Set problem
Return word for word the lines of the records below, starting with the line that contains "the utility pole" and going on through the last line of the records.

Record list
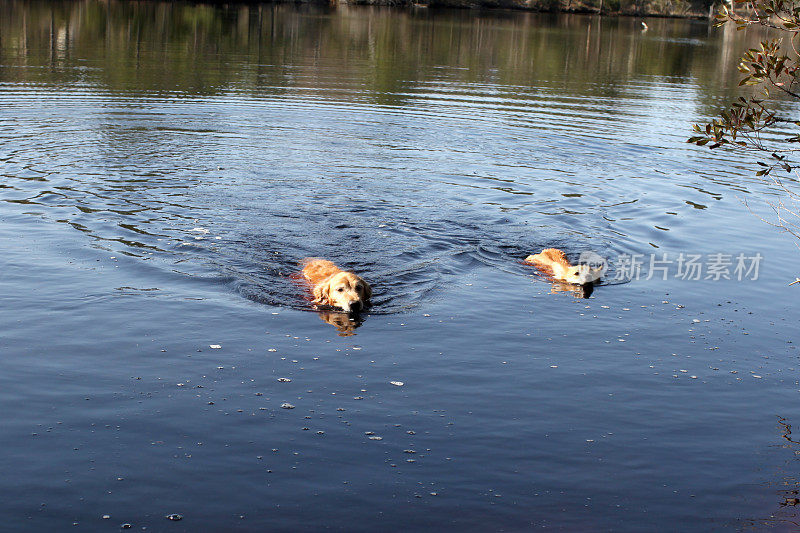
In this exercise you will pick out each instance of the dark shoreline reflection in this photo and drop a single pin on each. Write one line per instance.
(388, 54)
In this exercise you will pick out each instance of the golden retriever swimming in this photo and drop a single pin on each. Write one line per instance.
(555, 263)
(335, 287)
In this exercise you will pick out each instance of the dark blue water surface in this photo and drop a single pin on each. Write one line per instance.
(163, 168)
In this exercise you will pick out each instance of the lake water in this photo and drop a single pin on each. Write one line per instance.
(165, 167)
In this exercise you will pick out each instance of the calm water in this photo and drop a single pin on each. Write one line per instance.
(164, 167)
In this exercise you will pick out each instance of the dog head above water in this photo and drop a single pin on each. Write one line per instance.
(344, 290)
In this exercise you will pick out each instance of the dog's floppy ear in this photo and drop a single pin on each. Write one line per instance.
(322, 292)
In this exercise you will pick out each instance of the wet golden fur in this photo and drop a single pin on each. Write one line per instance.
(554, 262)
(335, 287)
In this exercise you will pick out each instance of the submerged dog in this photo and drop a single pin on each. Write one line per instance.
(334, 287)
(554, 263)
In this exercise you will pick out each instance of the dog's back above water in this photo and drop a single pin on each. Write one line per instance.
(554, 262)
(334, 287)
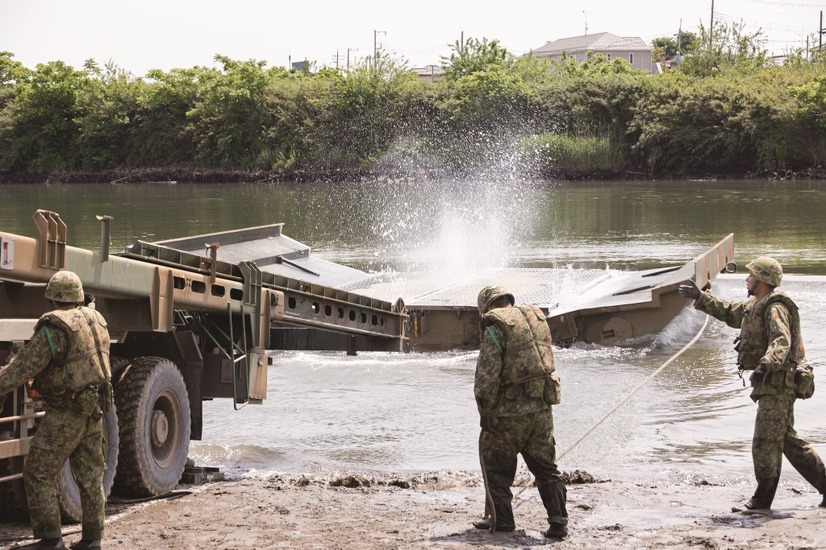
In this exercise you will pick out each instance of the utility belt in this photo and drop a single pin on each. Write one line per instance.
(87, 401)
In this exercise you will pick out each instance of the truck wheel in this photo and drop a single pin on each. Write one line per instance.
(69, 492)
(153, 414)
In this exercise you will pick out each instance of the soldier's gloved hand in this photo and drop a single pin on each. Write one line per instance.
(689, 290)
(757, 376)
(488, 423)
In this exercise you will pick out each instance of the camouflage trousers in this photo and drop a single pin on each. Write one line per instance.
(532, 436)
(775, 436)
(63, 435)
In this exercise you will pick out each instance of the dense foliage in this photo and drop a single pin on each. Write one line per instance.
(726, 109)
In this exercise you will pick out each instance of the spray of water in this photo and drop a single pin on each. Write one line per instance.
(451, 225)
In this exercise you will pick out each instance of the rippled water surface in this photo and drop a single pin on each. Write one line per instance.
(404, 412)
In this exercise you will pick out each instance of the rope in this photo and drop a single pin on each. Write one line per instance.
(627, 397)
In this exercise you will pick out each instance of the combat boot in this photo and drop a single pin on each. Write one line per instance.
(46, 544)
(84, 544)
(764, 494)
(556, 531)
(486, 524)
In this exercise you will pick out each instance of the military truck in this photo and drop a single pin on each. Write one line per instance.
(185, 327)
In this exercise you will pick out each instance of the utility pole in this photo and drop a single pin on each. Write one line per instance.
(711, 24)
(376, 47)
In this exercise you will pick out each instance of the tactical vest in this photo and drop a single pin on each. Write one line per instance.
(527, 350)
(87, 358)
(754, 340)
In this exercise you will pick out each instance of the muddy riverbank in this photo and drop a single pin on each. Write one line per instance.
(346, 511)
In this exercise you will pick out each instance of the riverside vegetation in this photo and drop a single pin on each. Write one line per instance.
(726, 110)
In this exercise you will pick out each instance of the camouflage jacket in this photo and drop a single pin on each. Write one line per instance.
(769, 332)
(33, 358)
(514, 357)
(69, 351)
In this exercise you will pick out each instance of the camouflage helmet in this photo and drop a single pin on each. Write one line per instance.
(65, 286)
(766, 269)
(490, 294)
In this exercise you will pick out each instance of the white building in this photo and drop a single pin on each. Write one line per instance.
(633, 49)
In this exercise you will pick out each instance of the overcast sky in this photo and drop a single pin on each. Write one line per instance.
(166, 34)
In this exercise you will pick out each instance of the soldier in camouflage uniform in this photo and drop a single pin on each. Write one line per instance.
(515, 386)
(771, 346)
(68, 358)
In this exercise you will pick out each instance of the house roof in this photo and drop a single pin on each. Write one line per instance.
(603, 41)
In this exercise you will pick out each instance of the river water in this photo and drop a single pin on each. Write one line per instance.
(411, 412)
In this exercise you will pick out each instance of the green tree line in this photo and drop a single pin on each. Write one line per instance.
(725, 109)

Solution
In this exercise you will pick out each instance of the utility pole in this photo and drop a single pin on each. Write one line per instance.
(711, 24)
(376, 47)
In this exercise you will pick out each instance of the tactical vest in this photo and drop a single pin on each. Write one line per instance.
(527, 350)
(87, 358)
(754, 340)
In this exercise you will pick out each instance of the muddy riverbank in this photo and drop a single pin on each. Write one line per instance.
(346, 511)
In this exercise you will pick out each instance of the riverside vegetation in this photo and drop a single pin on each. Write one line per instance.
(726, 110)
In this exercise you will pick out each instance of the camouflage jacket in this photo and drop a single pin on each. Write one line per instance.
(769, 332)
(33, 358)
(514, 357)
(69, 351)
In this exercise you will pick out each instance of the camouflage helmet in this photo and drop a single pin on each. Write one line per instance.
(65, 286)
(766, 269)
(490, 294)
In this exercise you will pick out each instance of the white building in this photo and drop a single pin on each. Write one line per instance.
(633, 49)
In this exercise you will pick out each instance of the overcast sky in this photo and drop a single pin on each. Write one line per instance.
(166, 34)
In this exercise you will pick out each instance of the soldier in camouflage uniform in this photo and drop a single pin on each. Write one line per instance.
(515, 386)
(771, 346)
(68, 358)
In this exercise you will pick out each instance of the house roof in this photo and drop a single pin on each. Write one line per instance.
(603, 41)
In this exercise you will pick out each instance of the river water in this photo and drop a single pin on each. Write one line per instance.
(411, 412)
In this exercise you will pick out each instance of the green tree line in this photo and drop a single pin on each. Write one line per instance.
(725, 109)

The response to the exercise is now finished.